- **QUOTED PASSAGE**
# # # # #

Kathmandu University School of Medical Sciences (KUSMS) is one of the seven schools of Kathmandu University running medical, nursing and allied health science program. KUSMS is a collaborative program of Kathmandu University and Dhulikhel Hospital. The main office of KUSMS is on the premises of Dhulikhel Hospital, a Kathmandu University hospital, in Kavrepalanchok District, Nepal. KUSMS was set up in 1994. Manipal College of Medical Sciences in Pokhara was the first medical college to be granted affiliation. Since then, KUSMS has granted affiliation to several medical colleges around the country.

KUSMS formally started its own medical training program, the MBBS program, on 7 September 2001 in association with Dhulikhel Hospital. The first class was 43 Nepali students. The day is annually celebrated as KUSMS Day. Although the medical school is still widely known as KUMS, inside and outside the country, its name was changed to Kathmandu University School of Medical Sciences (KUSMS) in 2006, in view of the fact that it not only trains medical undergraduates and postgraduates, but also runs nursing and allied health science programs.

In 2018, the total tuition for the MBBS degree was Rs. 3.7 million (USD $31,672) making the school one of the cheapest institutions to get a degree.

Aims and objectives
The school is a non-profit organization with a motto of producing "technically competent and socially responsible" doctors and other medical and nursing professionals. The main focus of the organization is to contribute in improving the overall health status of Nepal.

Courses
KUSMS runs the following programs:
 MBBS
 Bachelor of Dental Surgery
 BSc Human Biology
 BSc. Nursing (four years)
 BSc. Nursing in Midwifery
   Bachelor of Nursing Sciences (BNS)- Three and half years course
 Bachelor of Physiotherapy (BPT) – Four and half years course
 Certificate in Nursing under Dhulikhel Medical Institute
 Postgraduate program in basic and clinical sciences
 DM and MCh program in Cardiology, Neurology, Nephrology, Cardiothoracic and Neurosurgery in affiliated college.

The duration of the MBBS program is five and a half years of medical education. This includes one year of clinical internship. The first two years consists of learning basic science courses, where special emphasis is laid on problem-based and community-oriented learning. In the ensuing two and a half years, the medical students are taught and trained in clinical disciples. The students complete a year of clinical internship in clinical departments as well as in remote outreach health centers before the final medical diploma is issued by the university.

# # # # #

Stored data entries
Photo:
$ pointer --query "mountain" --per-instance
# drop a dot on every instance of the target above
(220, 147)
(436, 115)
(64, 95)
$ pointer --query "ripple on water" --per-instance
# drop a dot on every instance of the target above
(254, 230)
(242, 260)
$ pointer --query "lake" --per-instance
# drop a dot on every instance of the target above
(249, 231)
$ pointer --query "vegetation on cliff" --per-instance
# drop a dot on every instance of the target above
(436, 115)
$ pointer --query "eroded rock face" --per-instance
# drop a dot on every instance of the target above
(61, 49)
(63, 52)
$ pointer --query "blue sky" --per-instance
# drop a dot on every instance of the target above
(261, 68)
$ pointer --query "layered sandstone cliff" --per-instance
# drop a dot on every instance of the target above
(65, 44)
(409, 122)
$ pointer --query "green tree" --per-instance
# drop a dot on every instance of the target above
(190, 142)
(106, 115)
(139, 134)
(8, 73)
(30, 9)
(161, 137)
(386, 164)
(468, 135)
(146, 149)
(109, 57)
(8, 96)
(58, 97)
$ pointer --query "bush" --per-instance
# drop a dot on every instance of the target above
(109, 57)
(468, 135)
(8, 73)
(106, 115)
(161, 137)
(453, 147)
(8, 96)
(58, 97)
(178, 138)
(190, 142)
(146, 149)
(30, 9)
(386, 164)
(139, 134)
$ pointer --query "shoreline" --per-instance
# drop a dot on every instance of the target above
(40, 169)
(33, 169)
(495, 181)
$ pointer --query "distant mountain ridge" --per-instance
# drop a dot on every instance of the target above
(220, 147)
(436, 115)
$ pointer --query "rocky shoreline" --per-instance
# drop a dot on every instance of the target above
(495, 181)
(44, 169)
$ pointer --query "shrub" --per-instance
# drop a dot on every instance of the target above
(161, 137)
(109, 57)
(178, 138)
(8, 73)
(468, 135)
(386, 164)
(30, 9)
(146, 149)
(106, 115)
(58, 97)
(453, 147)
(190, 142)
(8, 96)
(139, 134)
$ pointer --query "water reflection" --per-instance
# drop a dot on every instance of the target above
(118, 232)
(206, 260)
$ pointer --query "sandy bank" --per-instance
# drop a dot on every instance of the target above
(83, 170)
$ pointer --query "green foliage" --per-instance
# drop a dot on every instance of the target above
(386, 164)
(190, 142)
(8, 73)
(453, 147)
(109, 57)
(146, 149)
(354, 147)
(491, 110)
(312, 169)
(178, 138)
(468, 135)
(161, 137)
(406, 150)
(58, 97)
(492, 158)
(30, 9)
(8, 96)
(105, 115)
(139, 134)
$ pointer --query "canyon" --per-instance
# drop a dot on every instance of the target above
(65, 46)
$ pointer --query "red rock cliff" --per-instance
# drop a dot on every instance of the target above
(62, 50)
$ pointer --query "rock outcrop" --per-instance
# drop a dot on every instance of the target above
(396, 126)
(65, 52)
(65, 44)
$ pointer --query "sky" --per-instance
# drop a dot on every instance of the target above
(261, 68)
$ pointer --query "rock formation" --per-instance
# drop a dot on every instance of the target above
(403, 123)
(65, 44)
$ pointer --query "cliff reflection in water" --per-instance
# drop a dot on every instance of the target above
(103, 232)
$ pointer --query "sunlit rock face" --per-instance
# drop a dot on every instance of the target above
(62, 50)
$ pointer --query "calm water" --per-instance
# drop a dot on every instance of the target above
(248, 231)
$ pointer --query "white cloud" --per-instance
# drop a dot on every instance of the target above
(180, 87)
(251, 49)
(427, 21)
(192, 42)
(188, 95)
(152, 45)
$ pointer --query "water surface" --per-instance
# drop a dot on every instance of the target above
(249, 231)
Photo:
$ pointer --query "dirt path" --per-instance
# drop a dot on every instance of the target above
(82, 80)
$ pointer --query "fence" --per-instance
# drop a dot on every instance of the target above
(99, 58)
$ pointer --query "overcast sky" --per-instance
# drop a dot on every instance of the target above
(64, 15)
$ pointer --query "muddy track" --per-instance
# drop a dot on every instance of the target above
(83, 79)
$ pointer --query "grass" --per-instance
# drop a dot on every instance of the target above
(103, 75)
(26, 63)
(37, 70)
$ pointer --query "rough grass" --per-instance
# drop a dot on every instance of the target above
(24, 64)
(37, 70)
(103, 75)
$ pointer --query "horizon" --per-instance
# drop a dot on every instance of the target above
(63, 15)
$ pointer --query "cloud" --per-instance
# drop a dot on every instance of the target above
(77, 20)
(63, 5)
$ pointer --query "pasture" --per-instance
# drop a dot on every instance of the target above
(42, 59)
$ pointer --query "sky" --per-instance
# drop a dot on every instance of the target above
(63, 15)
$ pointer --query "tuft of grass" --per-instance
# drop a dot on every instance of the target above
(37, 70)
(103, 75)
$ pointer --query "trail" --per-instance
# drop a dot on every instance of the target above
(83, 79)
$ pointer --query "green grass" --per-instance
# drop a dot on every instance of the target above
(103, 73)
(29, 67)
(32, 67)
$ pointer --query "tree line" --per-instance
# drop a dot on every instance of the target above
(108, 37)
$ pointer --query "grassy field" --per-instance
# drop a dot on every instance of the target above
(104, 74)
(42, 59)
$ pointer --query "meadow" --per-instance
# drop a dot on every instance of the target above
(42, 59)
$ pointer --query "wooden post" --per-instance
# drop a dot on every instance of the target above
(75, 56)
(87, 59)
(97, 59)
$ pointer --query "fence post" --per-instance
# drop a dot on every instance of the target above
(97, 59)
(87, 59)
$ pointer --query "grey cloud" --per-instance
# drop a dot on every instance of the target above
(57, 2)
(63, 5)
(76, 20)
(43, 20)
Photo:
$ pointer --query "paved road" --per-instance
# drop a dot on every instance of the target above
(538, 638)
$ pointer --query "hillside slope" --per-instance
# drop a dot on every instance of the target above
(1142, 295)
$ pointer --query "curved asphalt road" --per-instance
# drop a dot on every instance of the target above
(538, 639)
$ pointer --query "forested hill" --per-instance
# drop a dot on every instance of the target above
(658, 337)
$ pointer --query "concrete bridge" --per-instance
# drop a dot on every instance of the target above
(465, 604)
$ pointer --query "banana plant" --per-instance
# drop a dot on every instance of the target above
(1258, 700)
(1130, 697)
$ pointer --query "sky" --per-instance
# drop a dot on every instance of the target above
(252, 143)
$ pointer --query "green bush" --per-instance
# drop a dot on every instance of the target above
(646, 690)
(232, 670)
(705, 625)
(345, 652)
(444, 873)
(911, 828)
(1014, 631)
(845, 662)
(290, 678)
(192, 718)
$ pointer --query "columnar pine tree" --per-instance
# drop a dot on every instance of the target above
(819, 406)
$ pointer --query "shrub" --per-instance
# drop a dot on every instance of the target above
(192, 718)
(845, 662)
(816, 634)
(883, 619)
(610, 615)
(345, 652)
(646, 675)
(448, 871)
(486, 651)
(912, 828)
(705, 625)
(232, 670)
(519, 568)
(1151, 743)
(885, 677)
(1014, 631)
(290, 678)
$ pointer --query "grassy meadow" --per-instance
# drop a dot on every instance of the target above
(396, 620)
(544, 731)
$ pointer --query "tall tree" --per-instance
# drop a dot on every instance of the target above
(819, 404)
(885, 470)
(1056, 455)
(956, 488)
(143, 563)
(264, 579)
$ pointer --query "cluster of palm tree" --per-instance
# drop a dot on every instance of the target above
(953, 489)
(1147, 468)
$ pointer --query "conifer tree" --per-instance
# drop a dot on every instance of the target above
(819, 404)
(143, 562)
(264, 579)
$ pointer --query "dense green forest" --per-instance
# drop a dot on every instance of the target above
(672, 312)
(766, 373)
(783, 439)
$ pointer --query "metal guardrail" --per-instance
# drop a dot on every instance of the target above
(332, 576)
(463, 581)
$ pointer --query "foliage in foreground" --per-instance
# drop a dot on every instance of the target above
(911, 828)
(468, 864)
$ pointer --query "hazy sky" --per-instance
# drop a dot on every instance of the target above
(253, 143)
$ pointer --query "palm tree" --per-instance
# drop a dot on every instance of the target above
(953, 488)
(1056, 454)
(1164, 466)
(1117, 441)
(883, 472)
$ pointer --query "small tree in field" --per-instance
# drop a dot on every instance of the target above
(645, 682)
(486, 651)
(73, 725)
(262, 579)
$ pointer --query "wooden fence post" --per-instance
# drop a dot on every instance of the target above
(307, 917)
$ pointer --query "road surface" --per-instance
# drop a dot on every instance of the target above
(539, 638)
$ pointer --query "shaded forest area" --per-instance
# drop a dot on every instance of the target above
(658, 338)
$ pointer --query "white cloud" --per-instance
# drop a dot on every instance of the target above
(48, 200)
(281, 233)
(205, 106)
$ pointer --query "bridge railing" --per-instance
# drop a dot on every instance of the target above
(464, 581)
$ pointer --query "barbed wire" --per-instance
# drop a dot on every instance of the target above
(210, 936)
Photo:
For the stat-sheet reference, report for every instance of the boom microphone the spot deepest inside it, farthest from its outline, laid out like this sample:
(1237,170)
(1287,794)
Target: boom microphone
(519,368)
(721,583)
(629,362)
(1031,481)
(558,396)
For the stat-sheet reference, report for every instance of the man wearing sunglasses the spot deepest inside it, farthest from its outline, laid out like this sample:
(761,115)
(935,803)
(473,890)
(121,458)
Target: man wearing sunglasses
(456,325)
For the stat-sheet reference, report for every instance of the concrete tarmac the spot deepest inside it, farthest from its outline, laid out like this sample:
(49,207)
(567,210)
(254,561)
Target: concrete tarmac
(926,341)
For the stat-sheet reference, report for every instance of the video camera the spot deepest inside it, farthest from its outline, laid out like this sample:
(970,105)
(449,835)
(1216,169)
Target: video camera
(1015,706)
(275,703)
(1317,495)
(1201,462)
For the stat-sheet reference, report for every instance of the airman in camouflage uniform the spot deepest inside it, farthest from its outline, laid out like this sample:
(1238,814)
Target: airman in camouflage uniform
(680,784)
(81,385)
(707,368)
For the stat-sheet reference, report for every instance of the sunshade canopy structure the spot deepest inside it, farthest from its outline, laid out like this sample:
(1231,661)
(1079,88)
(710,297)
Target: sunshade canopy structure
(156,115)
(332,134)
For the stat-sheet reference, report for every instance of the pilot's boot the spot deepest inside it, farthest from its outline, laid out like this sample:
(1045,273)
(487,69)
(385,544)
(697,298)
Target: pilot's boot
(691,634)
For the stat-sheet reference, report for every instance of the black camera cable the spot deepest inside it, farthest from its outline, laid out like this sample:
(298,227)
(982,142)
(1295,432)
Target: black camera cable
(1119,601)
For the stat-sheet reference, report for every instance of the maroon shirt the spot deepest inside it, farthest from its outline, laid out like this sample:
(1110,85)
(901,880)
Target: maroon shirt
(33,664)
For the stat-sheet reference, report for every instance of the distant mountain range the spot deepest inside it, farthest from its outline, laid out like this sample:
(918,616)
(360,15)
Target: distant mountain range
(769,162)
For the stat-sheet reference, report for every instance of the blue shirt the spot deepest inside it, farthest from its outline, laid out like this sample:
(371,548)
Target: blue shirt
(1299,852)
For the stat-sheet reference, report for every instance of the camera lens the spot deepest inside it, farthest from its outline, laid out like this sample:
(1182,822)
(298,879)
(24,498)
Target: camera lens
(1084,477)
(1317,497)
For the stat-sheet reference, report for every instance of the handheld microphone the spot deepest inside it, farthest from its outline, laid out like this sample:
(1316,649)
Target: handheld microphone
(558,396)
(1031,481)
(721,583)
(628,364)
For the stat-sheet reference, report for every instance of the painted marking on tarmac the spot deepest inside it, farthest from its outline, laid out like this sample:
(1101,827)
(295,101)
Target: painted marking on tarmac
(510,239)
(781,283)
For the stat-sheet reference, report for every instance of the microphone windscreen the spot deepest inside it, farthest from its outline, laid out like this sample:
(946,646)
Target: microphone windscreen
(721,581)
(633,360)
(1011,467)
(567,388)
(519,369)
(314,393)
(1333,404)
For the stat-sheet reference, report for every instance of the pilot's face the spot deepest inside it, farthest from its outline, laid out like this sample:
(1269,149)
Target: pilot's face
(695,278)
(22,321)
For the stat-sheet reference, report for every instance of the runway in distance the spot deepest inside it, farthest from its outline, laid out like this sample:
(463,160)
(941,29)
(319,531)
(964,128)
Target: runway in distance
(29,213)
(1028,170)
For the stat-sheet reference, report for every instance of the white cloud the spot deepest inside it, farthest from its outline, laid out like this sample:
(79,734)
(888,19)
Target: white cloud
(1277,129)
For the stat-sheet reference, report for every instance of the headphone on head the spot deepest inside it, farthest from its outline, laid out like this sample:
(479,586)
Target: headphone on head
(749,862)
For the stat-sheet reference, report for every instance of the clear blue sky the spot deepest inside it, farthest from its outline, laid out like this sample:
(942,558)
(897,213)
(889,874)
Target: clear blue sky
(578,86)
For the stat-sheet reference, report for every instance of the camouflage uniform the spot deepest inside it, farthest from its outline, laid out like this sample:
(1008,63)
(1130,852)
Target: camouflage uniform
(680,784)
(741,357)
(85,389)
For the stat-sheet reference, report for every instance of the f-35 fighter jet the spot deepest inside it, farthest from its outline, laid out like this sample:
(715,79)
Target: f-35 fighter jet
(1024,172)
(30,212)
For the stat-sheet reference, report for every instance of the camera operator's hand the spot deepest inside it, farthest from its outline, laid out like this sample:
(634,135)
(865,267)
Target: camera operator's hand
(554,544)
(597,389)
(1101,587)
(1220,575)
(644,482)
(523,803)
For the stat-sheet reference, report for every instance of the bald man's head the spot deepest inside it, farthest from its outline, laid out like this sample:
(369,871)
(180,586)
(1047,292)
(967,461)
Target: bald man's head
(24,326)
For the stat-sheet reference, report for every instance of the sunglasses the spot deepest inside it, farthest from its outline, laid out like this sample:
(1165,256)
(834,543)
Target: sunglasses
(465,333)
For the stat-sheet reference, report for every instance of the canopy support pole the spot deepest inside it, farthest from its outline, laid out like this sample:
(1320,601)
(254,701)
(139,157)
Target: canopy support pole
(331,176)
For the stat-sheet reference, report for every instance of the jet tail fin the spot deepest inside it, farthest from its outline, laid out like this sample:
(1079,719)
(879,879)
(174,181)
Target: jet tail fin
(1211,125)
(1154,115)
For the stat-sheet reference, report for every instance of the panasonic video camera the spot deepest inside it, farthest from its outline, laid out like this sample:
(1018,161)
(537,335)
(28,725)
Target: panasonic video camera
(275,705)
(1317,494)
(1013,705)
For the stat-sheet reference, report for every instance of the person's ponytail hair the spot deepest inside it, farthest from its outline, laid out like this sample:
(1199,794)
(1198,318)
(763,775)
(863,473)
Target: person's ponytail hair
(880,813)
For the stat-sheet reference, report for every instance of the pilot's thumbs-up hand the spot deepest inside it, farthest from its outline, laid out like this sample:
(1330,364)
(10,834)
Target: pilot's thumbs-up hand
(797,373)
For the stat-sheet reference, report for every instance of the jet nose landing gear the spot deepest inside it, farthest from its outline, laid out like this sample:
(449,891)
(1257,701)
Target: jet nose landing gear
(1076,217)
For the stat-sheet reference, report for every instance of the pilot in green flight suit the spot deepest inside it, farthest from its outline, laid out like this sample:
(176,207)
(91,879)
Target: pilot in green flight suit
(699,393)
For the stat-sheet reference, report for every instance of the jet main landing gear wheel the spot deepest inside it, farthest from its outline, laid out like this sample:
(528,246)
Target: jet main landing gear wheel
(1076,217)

# # # # #

- **YOUR TASK**
Echo the passage from the text about Kathmandu University School of Medical Sciences exactly: begin at the words "Aims and objectives" and stop after the words "Nursing (four years)". Rely solely on the text about the medical school; nothing else is needed.

- **SOLUTION TO THIS PROBLEM**
Aims and objectives
The school is a non-profit organization with a motto of producing "technically competent and socially responsible" doctors and other medical and nursing professionals. The main focus of the organization is to contribute in improving the overall health status of Nepal.

Courses
KUSMS runs the following programs:
 MBBS
 Bachelor of Dental Surgery
 BSc Human Biology
 BSc. Nursing (four years)